How to complete this task: Go through the data below and transcribe it exactly. Omit the images.

[Stored data]

· · · · · · ·

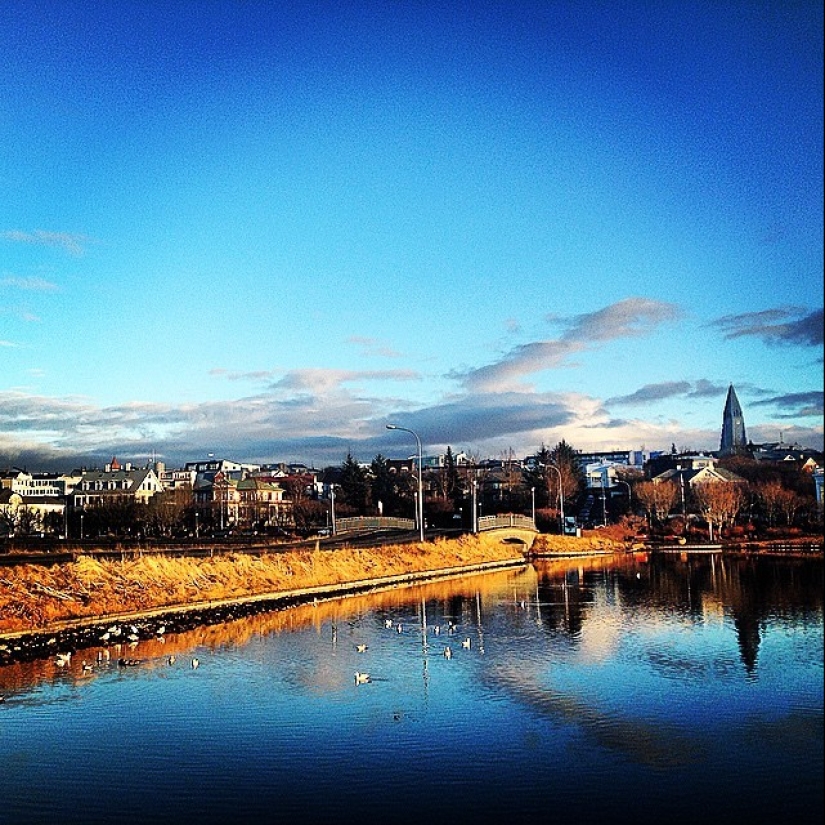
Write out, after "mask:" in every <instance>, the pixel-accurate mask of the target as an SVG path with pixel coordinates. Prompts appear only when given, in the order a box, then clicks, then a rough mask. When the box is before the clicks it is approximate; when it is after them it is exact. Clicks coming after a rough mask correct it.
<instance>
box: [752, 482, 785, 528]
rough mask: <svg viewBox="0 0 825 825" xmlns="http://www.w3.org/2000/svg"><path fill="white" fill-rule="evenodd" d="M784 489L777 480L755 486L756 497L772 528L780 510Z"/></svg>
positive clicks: (768, 521) (780, 484) (781, 483)
mask: <svg viewBox="0 0 825 825" xmlns="http://www.w3.org/2000/svg"><path fill="white" fill-rule="evenodd" d="M784 493H785V488H784V487H783V486H782V483H781V482H780V481H778V480H775V479H774V480H771V481H763V482H762V483H761V484H757V485H756V495H757V498H758V499H759V501H760V502H761V503H762V508H763V509H764V511H765V515H766V516H767V517H768V524H769V525H770V526H773V524H774V523H775V521H776V513H777V511H778V510H779V509H781V500H782V496H783V494H784Z"/></svg>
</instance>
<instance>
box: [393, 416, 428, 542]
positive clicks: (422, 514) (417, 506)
mask: <svg viewBox="0 0 825 825" xmlns="http://www.w3.org/2000/svg"><path fill="white" fill-rule="evenodd" d="M387 429H388V430H401V431H402V432H405V433H409V434H410V435H411V436H413V437H414V438H415V443H416V444H417V445H418V506H417V507H416V509H417V510H418V537H419V539H420V540H421V542H422V543H423V542H424V479H423V476H422V474H423V472H424V467H423V456H422V454H421V439H420V438H419V437H418V433H417V432H415V431H414V430H410V429H408V428H407V427H398V426H396V425H395V424H387Z"/></svg>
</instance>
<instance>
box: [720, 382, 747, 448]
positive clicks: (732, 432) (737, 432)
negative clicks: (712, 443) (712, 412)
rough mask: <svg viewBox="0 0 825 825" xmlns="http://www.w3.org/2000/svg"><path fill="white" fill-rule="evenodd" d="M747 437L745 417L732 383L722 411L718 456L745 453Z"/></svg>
mask: <svg viewBox="0 0 825 825" xmlns="http://www.w3.org/2000/svg"><path fill="white" fill-rule="evenodd" d="M747 454H748V439H747V437H746V435H745V418H744V416H743V415H742V407H741V406H740V404H739V399H738V398H737V397H736V391H735V390H734V389H733V384H731V385H730V386H729V387H728V396H727V398H726V399H725V409H724V411H723V412H722V438H721V441H720V444H719V456H720V457H725V456H729V455H747Z"/></svg>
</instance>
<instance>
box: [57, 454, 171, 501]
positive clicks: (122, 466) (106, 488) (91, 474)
mask: <svg viewBox="0 0 825 825" xmlns="http://www.w3.org/2000/svg"><path fill="white" fill-rule="evenodd" d="M162 489H163V487H162V485H161V482H160V479H159V478H158V477H157V475H156V474H155V471H154V469H152V468H151V467H143V468H140V469H138V468H135V467H132V465H131V464H125V465H123V466H122V467H121V465H120V464H119V463H118V461H117V459H116V458H113V459H112V462H111V464H107V465H106V467H105V469H103V470H87V471H84V472H83V475H82V476H81V478H80V483H79V484H78V485H77V487H75V490H74V492H73V493H72V495H71V499H72V506H73V507H75V508H76V509H83V508H86V507H93V506H97V505H105V504H107V503H115V502H119V501H120V502H122V501H129V500H131V501H135V502H137V503H138V504H146V503H147V502H148V501H149V499H150V498H152V496H153V495H155V494H156V493H159V492H161V491H162Z"/></svg>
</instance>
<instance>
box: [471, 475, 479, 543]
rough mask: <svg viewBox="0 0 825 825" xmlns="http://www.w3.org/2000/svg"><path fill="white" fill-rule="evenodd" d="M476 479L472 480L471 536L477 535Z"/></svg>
mask: <svg viewBox="0 0 825 825" xmlns="http://www.w3.org/2000/svg"><path fill="white" fill-rule="evenodd" d="M477 499H478V479H477V478H474V479H473V519H472V530H473V535H475V534H476V533H478V503H477Z"/></svg>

· · · · · · ·

Task solution:
Write out, after "mask:" in every <instance>, the pixel-accurate mask of the target as an SVG path with pixel coordinates. Prompts appear only when given, in the order a box, then clicks, then a rough mask. When the box is before the clicks it is approximate; when it is after them it is exact. Clicks coming after a rough mask correct it.
<instance>
box: [752, 482, 785, 528]
rough mask: <svg viewBox="0 0 825 825" xmlns="http://www.w3.org/2000/svg"><path fill="white" fill-rule="evenodd" d="M784 489L777 480L755 486L756 497L772 528L780 510Z"/></svg>
positive clicks: (768, 521) (780, 484) (781, 483)
mask: <svg viewBox="0 0 825 825" xmlns="http://www.w3.org/2000/svg"><path fill="white" fill-rule="evenodd" d="M784 493H785V488H784V487H783V486H782V483H781V482H780V481H778V480H775V479H774V480H771V481H763V482H762V483H761V484H757V485H756V495H757V498H758V499H759V501H760V502H761V503H762V508H763V509H764V511H765V515H766V516H767V517H768V524H769V525H770V526H773V524H774V523H775V521H776V513H777V511H778V510H779V509H781V500H782V496H783V494H784Z"/></svg>
</instance>
<instance>
box: [393, 416, 428, 542]
positive clicks: (422, 514) (417, 506)
mask: <svg viewBox="0 0 825 825" xmlns="http://www.w3.org/2000/svg"><path fill="white" fill-rule="evenodd" d="M387 429H388V430H401V431H402V432H405V433H409V434H410V435H411V436H413V437H414V438H415V443H416V444H417V445H418V506H417V507H416V509H417V510H418V537H419V539H420V540H421V542H422V543H423V542H424V479H423V476H422V474H423V472H424V467H423V456H422V454H421V439H420V438H419V437H418V433H417V432H415V431H414V430H410V429H408V428H407V427H398V426H396V425H395V424H387Z"/></svg>
</instance>
<instance>
box: [720, 382, 747, 448]
positive clicks: (732, 432) (737, 432)
negative clicks: (712, 443) (712, 412)
rough mask: <svg viewBox="0 0 825 825" xmlns="http://www.w3.org/2000/svg"><path fill="white" fill-rule="evenodd" d="M747 437L745 417L732 383L722 411L718 456L745 453Z"/></svg>
mask: <svg viewBox="0 0 825 825" xmlns="http://www.w3.org/2000/svg"><path fill="white" fill-rule="evenodd" d="M747 454H748V439H747V437H746V435H745V418H744V416H743V415H742V407H741V406H740V404H739V399H738V398H737V397H736V391H735V390H734V389H733V384H731V385H730V386H729V387H728V396H727V398H726V399H725V409H724V411H723V412H722V438H721V441H720V444H719V456H720V457H725V456H729V455H747Z"/></svg>
</instance>
<instance>
box: [57, 454, 171, 501]
positive clicks: (122, 466) (106, 488) (91, 474)
mask: <svg viewBox="0 0 825 825" xmlns="http://www.w3.org/2000/svg"><path fill="white" fill-rule="evenodd" d="M162 489H163V487H162V485H161V482H160V479H159V478H158V477H157V475H156V474H155V471H154V469H152V468H151V467H143V468H140V469H138V468H135V467H132V465H131V464H125V465H123V466H122V467H121V465H120V464H119V463H118V461H117V459H116V458H113V459H112V462H111V464H107V465H106V467H105V469H103V470H87V471H84V472H83V475H82V476H81V478H80V483H79V484H78V485H77V487H75V490H74V492H73V493H72V495H71V499H72V506H73V507H75V508H76V509H83V508H86V507H93V506H97V505H105V504H107V503H115V502H119V501H120V502H122V501H129V500H131V501H135V502H137V503H138V504H146V503H147V502H148V501H149V499H150V498H152V496H153V495H155V494H156V493H159V492H161V491H162Z"/></svg>
</instance>
<instance>
box: [471, 475, 479, 543]
rough mask: <svg viewBox="0 0 825 825" xmlns="http://www.w3.org/2000/svg"><path fill="white" fill-rule="evenodd" d="M476 479L472 480L471 536L477 535Z"/></svg>
mask: <svg viewBox="0 0 825 825" xmlns="http://www.w3.org/2000/svg"><path fill="white" fill-rule="evenodd" d="M477 499H478V479H477V478H474V479H473V519H472V530H473V535H475V534H476V533H478V503H477Z"/></svg>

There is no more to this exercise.